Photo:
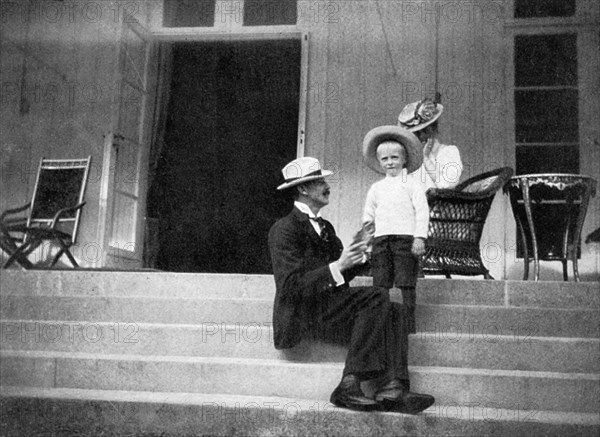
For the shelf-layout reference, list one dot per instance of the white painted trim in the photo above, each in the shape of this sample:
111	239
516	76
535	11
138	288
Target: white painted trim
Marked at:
303	95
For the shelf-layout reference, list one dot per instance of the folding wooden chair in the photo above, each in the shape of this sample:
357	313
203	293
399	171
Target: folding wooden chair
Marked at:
54	213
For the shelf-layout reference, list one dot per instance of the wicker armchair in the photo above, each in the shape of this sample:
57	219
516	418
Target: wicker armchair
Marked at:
456	219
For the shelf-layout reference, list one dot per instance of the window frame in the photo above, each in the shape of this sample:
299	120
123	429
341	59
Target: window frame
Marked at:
222	26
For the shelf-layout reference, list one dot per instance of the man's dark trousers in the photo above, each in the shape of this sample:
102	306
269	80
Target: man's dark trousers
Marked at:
364	319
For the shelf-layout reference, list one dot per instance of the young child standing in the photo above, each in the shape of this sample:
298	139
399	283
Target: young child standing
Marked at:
396	207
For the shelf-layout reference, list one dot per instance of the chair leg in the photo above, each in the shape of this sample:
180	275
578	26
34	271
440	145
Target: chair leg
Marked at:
20	256
64	249
575	266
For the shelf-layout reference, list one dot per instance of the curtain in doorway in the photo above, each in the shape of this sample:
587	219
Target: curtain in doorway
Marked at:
161	105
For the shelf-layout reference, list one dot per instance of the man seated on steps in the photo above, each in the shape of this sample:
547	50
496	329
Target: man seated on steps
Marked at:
313	299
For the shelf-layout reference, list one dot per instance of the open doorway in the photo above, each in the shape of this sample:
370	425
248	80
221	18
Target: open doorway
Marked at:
232	124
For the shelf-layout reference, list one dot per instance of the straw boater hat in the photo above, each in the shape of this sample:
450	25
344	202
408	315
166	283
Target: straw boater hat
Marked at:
418	115
412	145
302	170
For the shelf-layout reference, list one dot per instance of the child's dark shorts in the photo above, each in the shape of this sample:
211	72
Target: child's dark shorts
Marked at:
392	263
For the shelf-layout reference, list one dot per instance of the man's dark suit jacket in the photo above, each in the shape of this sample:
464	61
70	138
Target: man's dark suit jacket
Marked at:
301	261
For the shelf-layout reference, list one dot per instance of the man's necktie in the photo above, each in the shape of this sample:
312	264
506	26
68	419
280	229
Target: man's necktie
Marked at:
325	235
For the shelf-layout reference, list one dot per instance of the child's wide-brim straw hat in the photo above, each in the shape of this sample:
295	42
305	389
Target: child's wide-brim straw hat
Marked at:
376	136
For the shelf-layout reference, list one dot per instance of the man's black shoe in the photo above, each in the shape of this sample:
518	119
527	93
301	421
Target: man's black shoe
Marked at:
349	395
393	396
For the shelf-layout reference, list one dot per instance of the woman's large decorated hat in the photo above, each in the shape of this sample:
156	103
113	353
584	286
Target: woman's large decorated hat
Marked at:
418	115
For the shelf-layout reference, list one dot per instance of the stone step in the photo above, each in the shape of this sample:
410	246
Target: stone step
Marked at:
448	320
446	349
26	411
584	295
503	389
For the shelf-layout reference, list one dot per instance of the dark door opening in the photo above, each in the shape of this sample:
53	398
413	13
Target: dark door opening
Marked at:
232	125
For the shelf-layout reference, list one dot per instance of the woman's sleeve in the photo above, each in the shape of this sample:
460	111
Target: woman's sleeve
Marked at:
450	165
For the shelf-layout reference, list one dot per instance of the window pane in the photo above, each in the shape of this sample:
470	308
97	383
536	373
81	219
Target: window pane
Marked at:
544	8
547	159
189	13
269	12
549	116
546	60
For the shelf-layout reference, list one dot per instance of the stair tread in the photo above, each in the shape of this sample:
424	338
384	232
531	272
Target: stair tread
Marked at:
267	402
278	363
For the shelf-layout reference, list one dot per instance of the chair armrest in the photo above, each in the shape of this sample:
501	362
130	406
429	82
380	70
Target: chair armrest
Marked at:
449	193
14	211
60	212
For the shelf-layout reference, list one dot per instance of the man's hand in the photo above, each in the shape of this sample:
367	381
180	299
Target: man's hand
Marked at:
352	255
418	247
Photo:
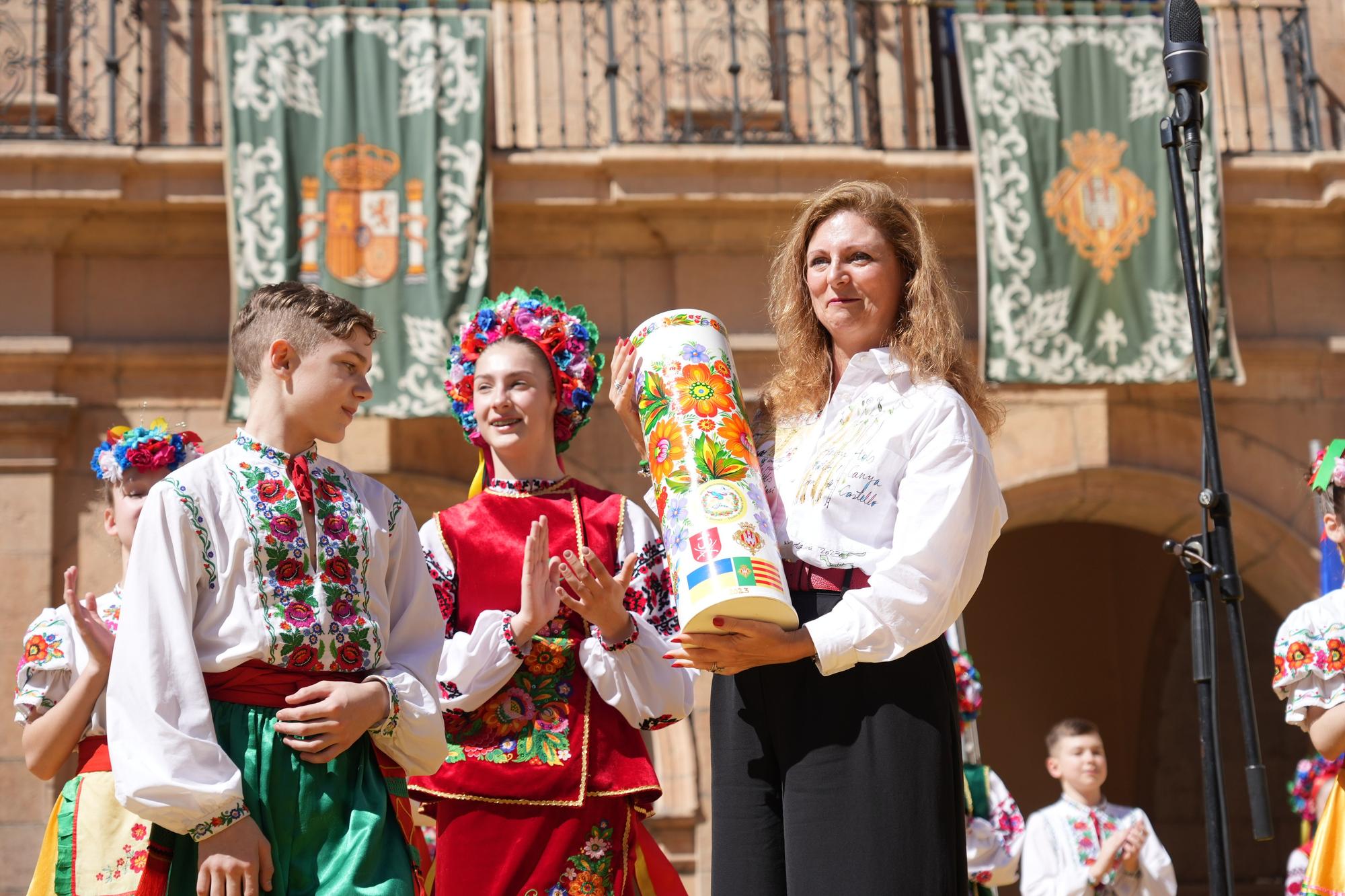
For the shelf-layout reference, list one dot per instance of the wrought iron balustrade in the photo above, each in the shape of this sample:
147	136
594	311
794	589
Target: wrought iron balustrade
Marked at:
598	73
868	73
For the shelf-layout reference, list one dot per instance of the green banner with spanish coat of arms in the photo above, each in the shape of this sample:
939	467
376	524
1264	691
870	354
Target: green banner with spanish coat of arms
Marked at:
1081	279
356	142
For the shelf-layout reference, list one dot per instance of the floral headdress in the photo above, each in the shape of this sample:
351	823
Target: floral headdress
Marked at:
1330	467
566	335
969	686
1312	774
145	448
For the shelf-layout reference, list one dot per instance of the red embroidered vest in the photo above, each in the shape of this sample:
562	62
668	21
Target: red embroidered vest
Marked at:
547	737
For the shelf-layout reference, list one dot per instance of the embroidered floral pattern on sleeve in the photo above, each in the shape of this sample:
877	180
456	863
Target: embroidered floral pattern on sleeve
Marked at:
323	623
1311	667
198	525
660	721
591	869
650	592
388	727
134	858
446	591
220	822
630	639
529	720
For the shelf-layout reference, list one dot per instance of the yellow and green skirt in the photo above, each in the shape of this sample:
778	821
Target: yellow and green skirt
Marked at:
93	846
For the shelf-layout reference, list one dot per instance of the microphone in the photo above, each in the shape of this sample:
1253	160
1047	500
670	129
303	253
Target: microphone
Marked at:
1186	57
1187	69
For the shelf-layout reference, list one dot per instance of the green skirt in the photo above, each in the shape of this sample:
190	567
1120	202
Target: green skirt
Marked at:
332	827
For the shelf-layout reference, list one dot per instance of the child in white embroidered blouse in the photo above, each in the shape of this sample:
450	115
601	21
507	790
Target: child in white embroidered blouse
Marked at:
1311	673
878	470
61	690
1083	844
278	661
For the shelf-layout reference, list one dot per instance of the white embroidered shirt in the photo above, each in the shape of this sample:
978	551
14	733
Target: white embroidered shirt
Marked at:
54	655
223	573
896	479
1063	840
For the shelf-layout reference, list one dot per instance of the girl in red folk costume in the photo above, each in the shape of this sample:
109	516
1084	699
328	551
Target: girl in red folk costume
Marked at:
558	611
93	846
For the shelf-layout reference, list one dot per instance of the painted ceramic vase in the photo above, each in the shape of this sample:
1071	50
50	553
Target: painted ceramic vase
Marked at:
723	556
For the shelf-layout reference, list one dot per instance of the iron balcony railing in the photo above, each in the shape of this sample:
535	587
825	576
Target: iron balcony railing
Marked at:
598	73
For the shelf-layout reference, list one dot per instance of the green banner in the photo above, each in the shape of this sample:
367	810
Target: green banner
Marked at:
356	142
1081	280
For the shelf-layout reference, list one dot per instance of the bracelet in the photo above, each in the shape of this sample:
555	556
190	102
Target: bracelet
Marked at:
509	638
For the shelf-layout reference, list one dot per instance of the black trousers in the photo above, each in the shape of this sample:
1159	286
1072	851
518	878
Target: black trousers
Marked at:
840	784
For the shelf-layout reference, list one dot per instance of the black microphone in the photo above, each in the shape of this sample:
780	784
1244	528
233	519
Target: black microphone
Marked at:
1187	69
1186	57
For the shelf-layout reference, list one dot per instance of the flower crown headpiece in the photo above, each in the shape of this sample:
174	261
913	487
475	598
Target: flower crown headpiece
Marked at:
566	335
969	686
1311	774
145	448
1330	467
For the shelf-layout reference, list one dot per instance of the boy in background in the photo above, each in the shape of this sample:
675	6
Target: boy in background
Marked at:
275	676
1083	844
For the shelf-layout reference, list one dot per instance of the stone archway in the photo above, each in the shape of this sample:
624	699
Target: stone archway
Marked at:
1272	556
1082	614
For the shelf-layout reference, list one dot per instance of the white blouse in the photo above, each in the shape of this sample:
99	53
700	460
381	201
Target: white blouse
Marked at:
896	479
995	845
1066	836
221	573
1311	657
631	677
54	655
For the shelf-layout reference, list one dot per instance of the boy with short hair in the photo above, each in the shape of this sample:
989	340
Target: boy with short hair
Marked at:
275	671
1083	844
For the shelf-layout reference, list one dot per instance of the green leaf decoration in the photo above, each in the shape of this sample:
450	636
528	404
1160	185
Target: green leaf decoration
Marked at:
714	460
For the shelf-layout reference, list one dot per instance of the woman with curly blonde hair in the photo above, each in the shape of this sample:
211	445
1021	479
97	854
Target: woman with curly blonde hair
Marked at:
835	748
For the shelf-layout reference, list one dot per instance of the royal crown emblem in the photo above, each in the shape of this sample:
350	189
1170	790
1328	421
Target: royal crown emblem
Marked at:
364	220
1100	206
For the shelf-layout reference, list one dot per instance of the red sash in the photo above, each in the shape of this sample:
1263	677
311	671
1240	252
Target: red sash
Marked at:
259	684
93	755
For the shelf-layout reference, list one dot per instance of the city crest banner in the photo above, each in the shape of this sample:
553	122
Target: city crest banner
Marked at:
356	139
1081	279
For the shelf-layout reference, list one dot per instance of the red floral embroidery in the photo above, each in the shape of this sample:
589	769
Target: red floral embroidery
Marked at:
271	490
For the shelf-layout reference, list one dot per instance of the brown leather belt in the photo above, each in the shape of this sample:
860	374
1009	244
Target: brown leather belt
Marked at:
802	576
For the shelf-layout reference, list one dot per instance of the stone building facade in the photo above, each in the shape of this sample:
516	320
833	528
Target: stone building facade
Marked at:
115	306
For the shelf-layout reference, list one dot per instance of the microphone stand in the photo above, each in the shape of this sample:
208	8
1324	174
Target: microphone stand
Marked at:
1208	556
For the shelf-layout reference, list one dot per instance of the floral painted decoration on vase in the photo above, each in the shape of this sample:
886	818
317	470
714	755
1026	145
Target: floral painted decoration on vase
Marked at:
1311	774
566	335
145	448
318	622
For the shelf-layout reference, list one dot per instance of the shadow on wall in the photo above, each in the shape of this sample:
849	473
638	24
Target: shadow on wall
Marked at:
1085	619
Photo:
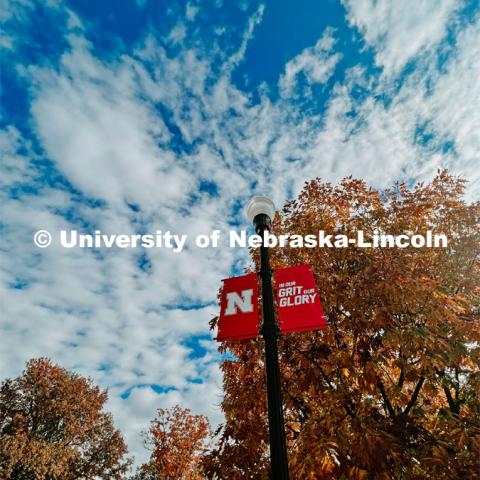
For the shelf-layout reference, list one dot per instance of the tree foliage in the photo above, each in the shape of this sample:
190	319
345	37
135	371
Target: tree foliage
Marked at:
179	440
52	427
390	389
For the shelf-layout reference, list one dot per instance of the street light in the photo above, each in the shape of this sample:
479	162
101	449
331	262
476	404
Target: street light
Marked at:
261	212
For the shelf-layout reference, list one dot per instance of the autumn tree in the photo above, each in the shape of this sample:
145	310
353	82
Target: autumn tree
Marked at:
178	440
391	389
52	426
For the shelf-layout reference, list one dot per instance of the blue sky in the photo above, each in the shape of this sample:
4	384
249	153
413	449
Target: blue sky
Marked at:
133	116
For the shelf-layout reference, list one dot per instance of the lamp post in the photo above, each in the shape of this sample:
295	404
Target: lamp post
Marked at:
261	211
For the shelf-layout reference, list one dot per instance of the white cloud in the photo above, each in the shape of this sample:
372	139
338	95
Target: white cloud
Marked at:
99	122
316	63
401	30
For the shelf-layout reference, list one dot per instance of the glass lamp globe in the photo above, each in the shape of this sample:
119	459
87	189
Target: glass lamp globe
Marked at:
260	205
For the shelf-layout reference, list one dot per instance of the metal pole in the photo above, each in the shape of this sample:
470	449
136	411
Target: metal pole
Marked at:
276	423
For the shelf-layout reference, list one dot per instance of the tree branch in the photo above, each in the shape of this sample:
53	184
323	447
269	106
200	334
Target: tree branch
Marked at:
412	401
386	401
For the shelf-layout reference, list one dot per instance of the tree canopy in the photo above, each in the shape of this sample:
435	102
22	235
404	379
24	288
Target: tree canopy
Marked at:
390	389
52	426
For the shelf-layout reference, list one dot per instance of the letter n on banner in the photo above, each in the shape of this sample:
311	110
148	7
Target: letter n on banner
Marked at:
299	308
238	308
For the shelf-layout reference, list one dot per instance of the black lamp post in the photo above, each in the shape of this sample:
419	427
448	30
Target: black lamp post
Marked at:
261	212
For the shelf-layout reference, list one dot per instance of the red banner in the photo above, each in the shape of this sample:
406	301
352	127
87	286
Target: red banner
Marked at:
238	309
299	308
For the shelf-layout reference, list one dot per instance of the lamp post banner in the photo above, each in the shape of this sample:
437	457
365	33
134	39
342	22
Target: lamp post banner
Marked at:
299	307
238	308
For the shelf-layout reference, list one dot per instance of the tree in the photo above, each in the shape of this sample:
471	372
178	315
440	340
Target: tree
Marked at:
_____
DO THIS:
Repeat word for word every line from the one that holds "the lamp post in" to the end. Both ends count.

RESPONSE TO THE EXERCISE:
For the shelf-layout reference, list one dot per instance of the lamp post in the photo above, each in the shape of this sample:
295	404
Target: lamp post
Marked at:
261	211
For the shelf-layout reference, list one dot per instance of the white cloud in the photo above, each in the shape of this sample:
372	139
338	95
Target: white cloud
Marked at:
99	122
316	63
401	30
For the shelf-layout reference, list one dot per instance of the glass lamp globe in the photo above, each in the shape of this sample:
119	459
87	189
Target: glass lamp globe
Marked at:
260	205
For the shelf-layout reference, list one dot per instance of the metal pole in the photo above, each in the shape of this sample:
470	449
136	411
Target: metal pole
Marked at:
276	423
For the shelf-layout reference, list one dot per instance of the tree branch in the photo above, each in the shape of this sample:
53	184
323	447
269	106
200	334
Target: tree branch
Marked at:
412	401
386	401
For the shelf-layout reference, list one dot per instance of the tree canopy in the photo above, each in the shape of this sample:
435	102
22	235
404	379
24	288
Target: tree canopy
Marked at:
390	389
52	426
For the shelf-layout reference, list one dot per instance of the letter n on banner in the photo above, each in the shape of this sample:
311	110
148	7
Target: letter n on banner
Marked at:
299	308
238	308
For the shelf-layout reference, list one dot per instance of the black lamp post in the photo above, each in the shape of this sample:
419	427
448	30
Target: black lamp post
Marked at:
261	212
For the shelf-layout reference, list one dot per instance of the red banner in the photo above, each in the shape of this sample:
406	301
352	127
87	286
Target: red banner
Marked at:
238	309
299	308
For the shelf-layout reference, list one dot per instance of the lamp post banner in the photo above, each in the shape of this sample:
437	457
365	33
134	39
342	22
Target: lamp post banner
Marked at:
299	307
238	308
For the shelf-layout reference, list one dot per instance of the tree in the photo above, each in the shape of this sample:
471	372
178	315
440	340
Target: tree
Marked at:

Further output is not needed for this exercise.